Copy out every line of the items below word for word, but leave the pictures out of what you write.

>> Start SUPPLIED DATA

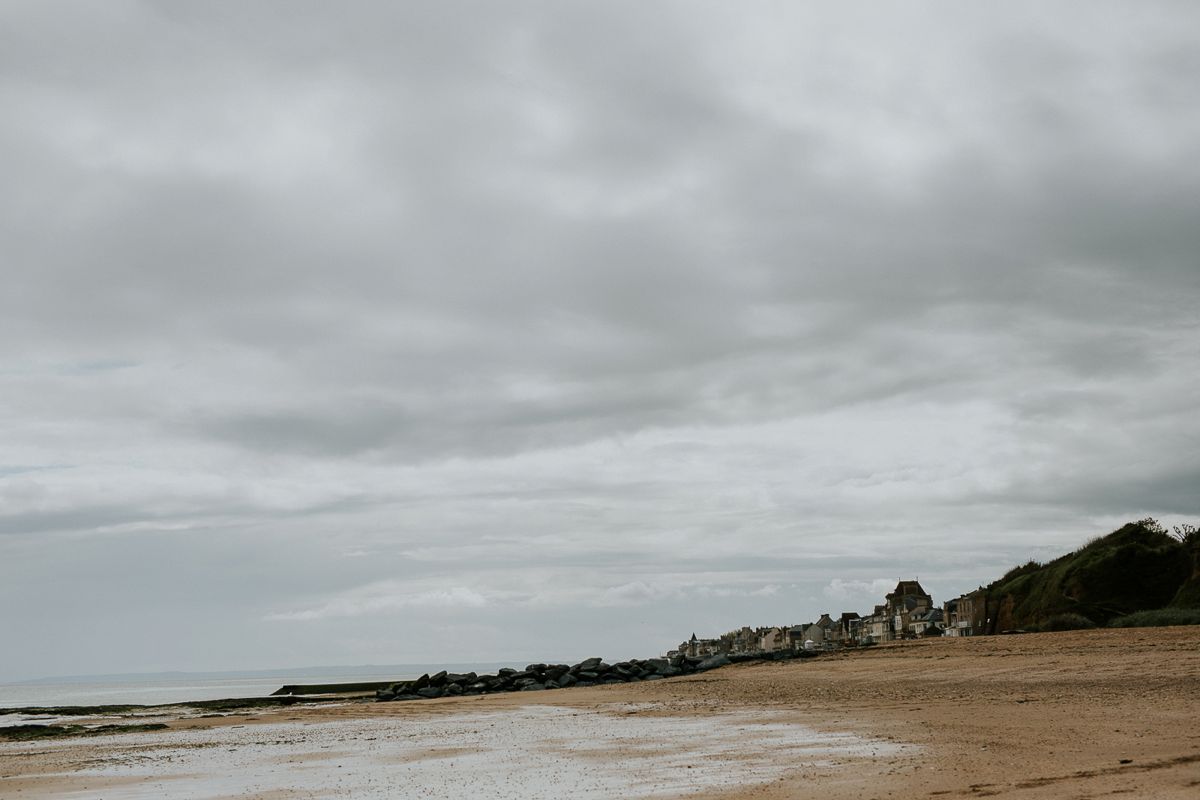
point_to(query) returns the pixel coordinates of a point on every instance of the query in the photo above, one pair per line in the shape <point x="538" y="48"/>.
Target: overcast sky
<point x="376" y="332"/>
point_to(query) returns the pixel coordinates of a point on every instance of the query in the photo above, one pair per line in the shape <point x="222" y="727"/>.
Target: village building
<point x="849" y="625"/>
<point x="928" y="623"/>
<point x="967" y="614"/>
<point x="903" y="603"/>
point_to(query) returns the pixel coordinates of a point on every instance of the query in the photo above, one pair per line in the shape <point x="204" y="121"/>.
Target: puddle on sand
<point x="528" y="753"/>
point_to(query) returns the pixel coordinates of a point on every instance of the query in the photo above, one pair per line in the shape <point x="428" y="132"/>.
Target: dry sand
<point x="1054" y="715"/>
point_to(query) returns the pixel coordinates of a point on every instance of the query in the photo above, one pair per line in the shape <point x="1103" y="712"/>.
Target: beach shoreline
<point x="1081" y="714"/>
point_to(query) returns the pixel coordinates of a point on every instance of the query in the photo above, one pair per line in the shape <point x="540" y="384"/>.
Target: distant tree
<point x="1152" y="525"/>
<point x="1187" y="534"/>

>> End SUPPLIED DATA

THE COMPLETED TASK –
point_to(query) returns the pixel coordinates of a point on every instance of the query in the photo above, one pair per line in the shape <point x="538" y="48"/>.
Target: overcast sky
<point x="376" y="332"/>
point_to(query) returns the pixel coordinates of a point on every instance of the query in the photo above, one pair per line in the shape <point x="222" y="727"/>.
Target: village building
<point x="849" y="625"/>
<point x="928" y="623"/>
<point x="967" y="614"/>
<point x="903" y="603"/>
point_to(query) returns the pixel coordinates of a point on every instance of the query in the photo above, one pair per line in the shape <point x="204" y="121"/>.
Target: puddle on sand
<point x="528" y="753"/>
point_to(query) returns the pixel coordinates of a point on every instance of the query in the photo above, one pair per line in the shape <point x="428" y="132"/>.
Target: dry sand
<point x="1054" y="715"/>
point_to(query) returns the pixel coordinates of a point on every instance of the query in the photo above, one pair per line in the shape <point x="1103" y="712"/>.
Target: beach shoreline
<point x="1081" y="714"/>
point_to(query) returns the pixel coordinates of a point on every instance of the query in the photo above, one pair per line in the shape <point x="540" y="384"/>.
Target: distant tree
<point x="1152" y="525"/>
<point x="1187" y="534"/>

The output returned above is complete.